- Data to use
>>>>

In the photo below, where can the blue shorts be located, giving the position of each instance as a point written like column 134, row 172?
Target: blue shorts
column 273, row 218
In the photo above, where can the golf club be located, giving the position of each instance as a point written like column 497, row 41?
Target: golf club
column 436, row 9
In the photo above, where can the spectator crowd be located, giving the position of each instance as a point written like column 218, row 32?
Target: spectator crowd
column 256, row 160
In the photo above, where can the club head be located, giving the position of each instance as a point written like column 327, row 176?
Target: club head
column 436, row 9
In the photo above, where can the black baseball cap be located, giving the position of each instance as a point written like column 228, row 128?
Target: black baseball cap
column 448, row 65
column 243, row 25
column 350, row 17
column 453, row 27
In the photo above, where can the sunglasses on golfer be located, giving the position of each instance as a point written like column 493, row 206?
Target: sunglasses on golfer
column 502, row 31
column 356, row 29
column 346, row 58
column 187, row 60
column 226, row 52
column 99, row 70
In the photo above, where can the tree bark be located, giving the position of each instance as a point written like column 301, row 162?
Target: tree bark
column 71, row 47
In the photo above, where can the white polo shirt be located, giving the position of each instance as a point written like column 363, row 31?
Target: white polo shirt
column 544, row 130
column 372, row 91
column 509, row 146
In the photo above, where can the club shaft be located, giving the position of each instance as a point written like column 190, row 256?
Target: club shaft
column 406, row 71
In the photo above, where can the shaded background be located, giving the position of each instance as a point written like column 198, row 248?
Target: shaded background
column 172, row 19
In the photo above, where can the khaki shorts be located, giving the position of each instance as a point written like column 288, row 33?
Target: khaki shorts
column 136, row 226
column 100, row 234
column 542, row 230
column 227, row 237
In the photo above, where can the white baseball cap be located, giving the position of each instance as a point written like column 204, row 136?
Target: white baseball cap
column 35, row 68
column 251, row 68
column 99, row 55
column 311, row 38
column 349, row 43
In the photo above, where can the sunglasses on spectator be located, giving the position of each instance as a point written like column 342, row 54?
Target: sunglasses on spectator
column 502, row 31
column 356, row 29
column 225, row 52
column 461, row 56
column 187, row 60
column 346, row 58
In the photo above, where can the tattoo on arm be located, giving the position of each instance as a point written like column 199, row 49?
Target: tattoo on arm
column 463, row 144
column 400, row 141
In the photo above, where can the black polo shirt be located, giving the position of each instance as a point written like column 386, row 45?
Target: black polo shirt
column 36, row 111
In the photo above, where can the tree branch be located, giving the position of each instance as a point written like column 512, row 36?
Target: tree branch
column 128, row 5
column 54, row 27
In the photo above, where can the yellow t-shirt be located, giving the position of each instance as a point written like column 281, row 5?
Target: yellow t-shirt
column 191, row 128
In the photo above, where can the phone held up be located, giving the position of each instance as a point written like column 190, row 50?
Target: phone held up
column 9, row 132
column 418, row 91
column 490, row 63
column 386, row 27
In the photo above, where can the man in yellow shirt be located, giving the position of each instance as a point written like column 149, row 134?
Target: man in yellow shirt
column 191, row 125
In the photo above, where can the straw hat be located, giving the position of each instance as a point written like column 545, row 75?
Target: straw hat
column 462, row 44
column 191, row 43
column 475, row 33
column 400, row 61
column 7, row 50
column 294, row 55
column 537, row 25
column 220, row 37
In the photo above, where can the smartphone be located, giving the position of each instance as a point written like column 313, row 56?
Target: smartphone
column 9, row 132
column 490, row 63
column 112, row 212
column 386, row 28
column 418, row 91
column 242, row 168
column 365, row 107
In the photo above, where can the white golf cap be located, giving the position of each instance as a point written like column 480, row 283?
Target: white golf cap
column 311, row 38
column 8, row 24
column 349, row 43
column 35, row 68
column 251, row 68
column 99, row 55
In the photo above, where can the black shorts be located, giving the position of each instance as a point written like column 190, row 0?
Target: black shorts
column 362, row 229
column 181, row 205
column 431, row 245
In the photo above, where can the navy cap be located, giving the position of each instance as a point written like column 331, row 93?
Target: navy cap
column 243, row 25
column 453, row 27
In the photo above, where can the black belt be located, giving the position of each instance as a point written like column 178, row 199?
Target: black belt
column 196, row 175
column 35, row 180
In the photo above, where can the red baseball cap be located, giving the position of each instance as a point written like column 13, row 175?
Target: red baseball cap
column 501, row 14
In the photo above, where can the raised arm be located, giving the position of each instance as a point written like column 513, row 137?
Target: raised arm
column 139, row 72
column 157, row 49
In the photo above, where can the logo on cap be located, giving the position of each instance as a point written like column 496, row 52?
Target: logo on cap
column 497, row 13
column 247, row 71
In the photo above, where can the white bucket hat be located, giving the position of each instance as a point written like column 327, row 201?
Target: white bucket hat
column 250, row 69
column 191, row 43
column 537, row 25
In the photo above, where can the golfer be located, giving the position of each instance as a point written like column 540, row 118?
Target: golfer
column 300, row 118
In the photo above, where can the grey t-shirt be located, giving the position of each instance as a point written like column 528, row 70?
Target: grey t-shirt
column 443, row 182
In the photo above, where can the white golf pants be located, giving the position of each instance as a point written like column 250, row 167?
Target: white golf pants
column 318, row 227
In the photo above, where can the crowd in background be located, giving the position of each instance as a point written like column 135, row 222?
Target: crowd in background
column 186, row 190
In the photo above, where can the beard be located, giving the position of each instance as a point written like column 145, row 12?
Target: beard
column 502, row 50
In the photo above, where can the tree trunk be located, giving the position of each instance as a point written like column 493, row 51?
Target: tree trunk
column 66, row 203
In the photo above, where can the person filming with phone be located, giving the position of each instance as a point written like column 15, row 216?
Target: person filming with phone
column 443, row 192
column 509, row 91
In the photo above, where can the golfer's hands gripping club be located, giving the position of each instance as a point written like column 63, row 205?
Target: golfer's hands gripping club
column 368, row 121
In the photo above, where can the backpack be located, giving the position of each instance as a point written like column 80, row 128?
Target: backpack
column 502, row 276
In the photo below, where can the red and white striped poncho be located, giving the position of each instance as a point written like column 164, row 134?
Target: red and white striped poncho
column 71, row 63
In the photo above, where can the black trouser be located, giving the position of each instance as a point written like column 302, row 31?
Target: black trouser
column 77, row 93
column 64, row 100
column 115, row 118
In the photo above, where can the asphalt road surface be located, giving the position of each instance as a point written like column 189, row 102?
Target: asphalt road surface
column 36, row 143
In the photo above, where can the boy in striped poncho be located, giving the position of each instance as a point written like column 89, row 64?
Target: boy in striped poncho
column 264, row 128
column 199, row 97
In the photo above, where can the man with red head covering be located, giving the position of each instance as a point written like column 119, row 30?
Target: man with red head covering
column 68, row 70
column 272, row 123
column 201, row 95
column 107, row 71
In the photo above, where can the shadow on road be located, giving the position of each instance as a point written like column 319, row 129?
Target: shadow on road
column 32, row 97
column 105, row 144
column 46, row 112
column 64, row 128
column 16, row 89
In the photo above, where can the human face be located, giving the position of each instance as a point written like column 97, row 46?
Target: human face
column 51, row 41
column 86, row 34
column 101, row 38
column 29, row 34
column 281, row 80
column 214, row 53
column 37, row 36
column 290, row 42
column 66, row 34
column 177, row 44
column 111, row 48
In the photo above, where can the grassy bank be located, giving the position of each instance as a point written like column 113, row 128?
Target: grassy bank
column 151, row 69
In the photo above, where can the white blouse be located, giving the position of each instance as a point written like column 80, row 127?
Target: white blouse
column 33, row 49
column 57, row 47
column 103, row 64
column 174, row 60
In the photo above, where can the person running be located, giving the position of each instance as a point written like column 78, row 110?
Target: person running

<<<<

- The request
Can you reproduce word for word the material above, from its first line through the line containing "column 256, row 160", both ends included, and nothing else?

- Output for this exercise
In the photo below, where can the blue shorts be located, giving the position of each instance as a point written like column 134, row 172?
Target: blue shorts
column 273, row 218
In the photo above, where can the golf club be located, giving the position of each instance as a point written like column 497, row 41?
Target: golf club
column 436, row 9
In the photo above, where can the spectator crowd be located, giving the position of each instance as a point written like column 218, row 32?
Target: spectator crowd
column 256, row 160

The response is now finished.